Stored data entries
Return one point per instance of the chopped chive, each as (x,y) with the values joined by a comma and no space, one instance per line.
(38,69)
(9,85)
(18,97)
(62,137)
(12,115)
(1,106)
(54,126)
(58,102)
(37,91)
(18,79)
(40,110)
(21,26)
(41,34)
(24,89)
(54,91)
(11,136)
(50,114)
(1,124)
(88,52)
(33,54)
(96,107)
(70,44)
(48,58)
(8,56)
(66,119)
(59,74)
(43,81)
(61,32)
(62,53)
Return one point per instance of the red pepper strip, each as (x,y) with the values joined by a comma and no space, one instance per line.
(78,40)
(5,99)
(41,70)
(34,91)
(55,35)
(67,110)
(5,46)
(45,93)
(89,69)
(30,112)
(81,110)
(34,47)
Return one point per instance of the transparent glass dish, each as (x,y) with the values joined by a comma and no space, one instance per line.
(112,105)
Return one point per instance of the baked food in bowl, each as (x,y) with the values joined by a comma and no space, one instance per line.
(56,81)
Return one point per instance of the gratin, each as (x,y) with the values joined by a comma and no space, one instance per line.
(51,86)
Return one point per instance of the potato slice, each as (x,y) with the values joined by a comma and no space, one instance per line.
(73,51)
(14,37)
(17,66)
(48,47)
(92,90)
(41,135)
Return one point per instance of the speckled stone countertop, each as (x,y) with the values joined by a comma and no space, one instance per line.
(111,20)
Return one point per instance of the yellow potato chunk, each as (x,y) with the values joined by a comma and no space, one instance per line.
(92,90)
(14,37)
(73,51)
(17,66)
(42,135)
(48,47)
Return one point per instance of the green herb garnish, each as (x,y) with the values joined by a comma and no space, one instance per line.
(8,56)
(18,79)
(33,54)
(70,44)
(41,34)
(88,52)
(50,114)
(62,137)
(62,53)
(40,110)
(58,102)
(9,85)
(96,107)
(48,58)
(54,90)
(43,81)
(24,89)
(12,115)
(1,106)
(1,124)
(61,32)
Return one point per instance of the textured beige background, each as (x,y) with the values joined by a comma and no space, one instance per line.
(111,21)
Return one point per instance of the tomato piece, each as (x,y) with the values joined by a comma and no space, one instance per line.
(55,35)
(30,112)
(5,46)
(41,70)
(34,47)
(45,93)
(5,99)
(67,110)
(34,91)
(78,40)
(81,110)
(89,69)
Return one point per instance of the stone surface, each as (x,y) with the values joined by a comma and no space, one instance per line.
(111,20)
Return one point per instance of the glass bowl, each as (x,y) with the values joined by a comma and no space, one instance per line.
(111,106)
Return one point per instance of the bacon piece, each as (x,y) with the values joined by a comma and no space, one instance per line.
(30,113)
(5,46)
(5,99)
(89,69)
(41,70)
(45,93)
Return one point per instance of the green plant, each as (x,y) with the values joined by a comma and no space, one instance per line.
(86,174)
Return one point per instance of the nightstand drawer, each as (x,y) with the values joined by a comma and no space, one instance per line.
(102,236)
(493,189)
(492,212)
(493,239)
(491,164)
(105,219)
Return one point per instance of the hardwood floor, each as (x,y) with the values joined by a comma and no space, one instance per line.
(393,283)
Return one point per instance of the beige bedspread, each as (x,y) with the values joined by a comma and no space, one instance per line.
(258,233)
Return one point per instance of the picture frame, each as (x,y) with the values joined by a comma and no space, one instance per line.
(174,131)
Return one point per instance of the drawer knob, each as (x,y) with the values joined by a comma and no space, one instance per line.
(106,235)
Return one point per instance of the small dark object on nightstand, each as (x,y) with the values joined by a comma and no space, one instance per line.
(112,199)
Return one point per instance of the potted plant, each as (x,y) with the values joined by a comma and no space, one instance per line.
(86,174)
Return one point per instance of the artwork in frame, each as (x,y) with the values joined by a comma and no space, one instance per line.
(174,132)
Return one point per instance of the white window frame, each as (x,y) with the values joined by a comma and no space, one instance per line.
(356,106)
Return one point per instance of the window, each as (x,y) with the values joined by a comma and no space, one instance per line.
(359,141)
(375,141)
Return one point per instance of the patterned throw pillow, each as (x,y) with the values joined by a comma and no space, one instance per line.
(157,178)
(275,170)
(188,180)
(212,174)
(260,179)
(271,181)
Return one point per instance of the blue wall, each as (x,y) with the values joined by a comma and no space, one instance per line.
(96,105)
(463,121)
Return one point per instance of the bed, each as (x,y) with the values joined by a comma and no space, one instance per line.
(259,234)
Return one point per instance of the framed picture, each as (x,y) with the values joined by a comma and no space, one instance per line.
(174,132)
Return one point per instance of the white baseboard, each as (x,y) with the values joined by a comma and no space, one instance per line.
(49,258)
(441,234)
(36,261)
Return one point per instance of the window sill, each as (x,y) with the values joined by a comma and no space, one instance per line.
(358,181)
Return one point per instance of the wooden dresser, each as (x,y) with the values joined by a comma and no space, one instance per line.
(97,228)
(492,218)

- Your assignment: Output the entries exactly. Leave nothing out.

- Response:
Return one point per instance of the chopped chive, each as (x,y) with the values joined by a comma and no space, one instance per line.
(38,69)
(9,85)
(18,97)
(62,137)
(12,115)
(1,106)
(54,126)
(58,102)
(37,91)
(18,79)
(40,110)
(21,26)
(41,34)
(24,89)
(54,91)
(11,136)
(50,114)
(1,124)
(88,52)
(33,54)
(96,107)
(70,44)
(48,58)
(8,56)
(66,119)
(59,74)
(43,81)
(61,32)
(62,53)
Return one point per instance of the red pepper strip, each as (x,y) with the values joined by a comma and no space, one instance per line.
(78,40)
(5,99)
(41,70)
(34,91)
(55,35)
(67,110)
(5,46)
(45,93)
(89,69)
(30,112)
(81,110)
(34,47)
Return one point per instance of the transparent glass dish, each as (x,y) with the values joined by a comma and no space, one instance per line.
(112,105)
Return one point per instance of the baked food in bowl, each as (x,y) with the values joined by a comma and no space, one instance per line.
(56,81)
Return one point per instance of the gratin, each as (x,y) with the values joined by a comma and no space, one instance per line.
(51,86)
Return one point per instance of the potato slice, each as (x,y) with the values joined by a comma and no space, one instance per line.
(73,51)
(14,37)
(17,66)
(48,47)
(92,90)
(41,135)
Return one point per instance of the speckled stone countertop, each as (x,y) with the values joined by a comma and no space, one instance per line.
(111,20)
Return one point per instance of the yellow potato chunk, each as (x,y) with the values joined by a comma and no space, one instance per line.
(92,90)
(14,37)
(73,51)
(17,66)
(42,135)
(48,47)
Return one point per instance of the green herb garnish, each as (x,y) with the values joined by a comma and no space, one instance per line.
(8,56)
(18,79)
(33,54)
(70,44)
(41,34)
(88,52)
(50,114)
(62,137)
(62,53)
(40,110)
(58,102)
(9,85)
(96,107)
(48,58)
(54,90)
(43,81)
(24,89)
(12,115)
(1,106)
(1,124)
(61,32)
Return one point per instance of the textured beige background, each as (x,y) with the values joined by a comma and no space, one instance per line.
(111,21)
Return one point per instance of the tomato piece, each as (x,y) with the values joined by a comma and no space, one instance per line.
(55,35)
(30,112)
(5,46)
(41,70)
(34,47)
(45,93)
(5,99)
(67,110)
(34,91)
(78,40)
(81,110)
(89,69)
Return one point per instance of the stone surface, each as (x,y) with the values joined by a comma and no space, one instance per line.
(111,20)
Return one point per instance of the glass bowl, each as (x,y) with the values joined by a comma and no space, one instance per line.
(111,106)
Return one point per instance of the bacon piece, each as (x,y) with the values joined by a comma and no space, one instance per line.
(30,113)
(5,46)
(5,99)
(89,69)
(41,70)
(45,93)
Return one point per instance of the green plant, each as (x,y) with the values joined by a comma and no space, one instance per line.
(86,174)
Return one point per instance of the nightstand drawer, each as (x,y) with the values joined by a comma and no space, one instance per line.
(102,236)
(493,189)
(492,212)
(493,239)
(491,164)
(105,219)
Return one point per instance of the hardwood floor, each as (x,y) with the values joined by a comma and no space, one instance per line.
(393,283)
Return one point per instance of the beige bedspread, each as (x,y) with the values joined by a comma and no space, one instance per line.
(258,233)
Return one point per instance of the picture frame, each as (x,y) with the values joined by a comma and no space, one instance per line.
(174,131)
Return one point per instance of the drawer knob, each as (x,y) with the values joined by a comma and no space, one instance per line.
(106,235)
Return one point per instance of the small dark object on nightstand, each as (x,y) with the values joined by a comma and no space, one instance per line.
(112,199)
Return one point per instance of the potted plant, each as (x,y) with the values joined by a comma and no space, one instance per line.
(86,174)
Return one point per instance of the artwork in frame, each as (x,y) with the values joined by a comma and no space, one instance per line.
(174,132)
Return one point per instance of the white window frame, each as (x,y) with the values joined by a comma and no space, one instance per line.
(356,106)
Return one point per instance of the window, each as (x,y) with the values joined by a comma and no space, one instance per line.
(359,141)
(375,141)
Return one point per instance of the patterned throw pillow, each as (x,y) with the values joined by a comma and no space, one instance per line.
(157,178)
(275,170)
(188,180)
(212,174)
(260,179)
(271,181)
Return one point per instance of the blue wall, each as (x,y) with the values joined by a comma and no space, one instance per line.
(96,105)
(463,121)
Return one point per instance of the bed, each as (x,y) with the values joined by a comma and no space, one instance per line.
(259,234)
Return one point per instance of the framed picture, each as (x,y) with the values joined by a comma and no space, one instance per line.
(174,132)
Return one point per instance of the white baseboard, each as (x,y) with the values joined by a comma and no space, one instance per line.
(49,258)
(441,234)
(36,261)
Return one point per instance of the window sill, each as (x,y) with the values joined by a comma and no space, one instance per line.
(358,181)
Return one point per instance of the wooden dresser, each as (x,y) with the values joined by a comma and no space, one instance per line.
(97,228)
(492,218)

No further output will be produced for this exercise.